== Written task ==
Can you recast the records below as one numbered list, leaving out any blank lines?

== The input ==
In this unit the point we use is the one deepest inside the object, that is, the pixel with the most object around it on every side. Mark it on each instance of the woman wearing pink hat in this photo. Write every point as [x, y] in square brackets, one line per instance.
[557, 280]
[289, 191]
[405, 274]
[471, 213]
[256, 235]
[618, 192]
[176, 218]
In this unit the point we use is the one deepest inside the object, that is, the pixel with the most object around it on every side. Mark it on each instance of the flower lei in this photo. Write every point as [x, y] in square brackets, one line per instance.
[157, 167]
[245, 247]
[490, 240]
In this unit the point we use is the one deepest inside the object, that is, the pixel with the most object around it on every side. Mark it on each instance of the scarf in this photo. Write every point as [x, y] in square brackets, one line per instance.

== Full output ==
1. In this unit the point we use is the one deepest inside the object, that is, the pixel with the most object around it on every side. Mark it on each instance of the woman wearing pink hat in this photo. Write every point as [x, y] in square brackets, one line per instance.
2. [557, 280]
3. [289, 191]
4. [405, 274]
5. [471, 213]
6. [256, 235]
7. [618, 192]
8. [176, 218]
9. In this unit the point we use is the one deepest inside the object, that is, the pixel with the most object around it on every side. Mark it on each instance of the flower lei in this photo. Write every point as [x, y] in square brackets, one line per instance.
10. [157, 167]
11. [245, 247]
12. [490, 240]
13. In this unit the point we use is the one deepest inside the object, that is, the pixel with the most object around it on every side. Mark it on each instance of the scarf in this photo. Write every point as [x, y] in square brackets, one line per instance.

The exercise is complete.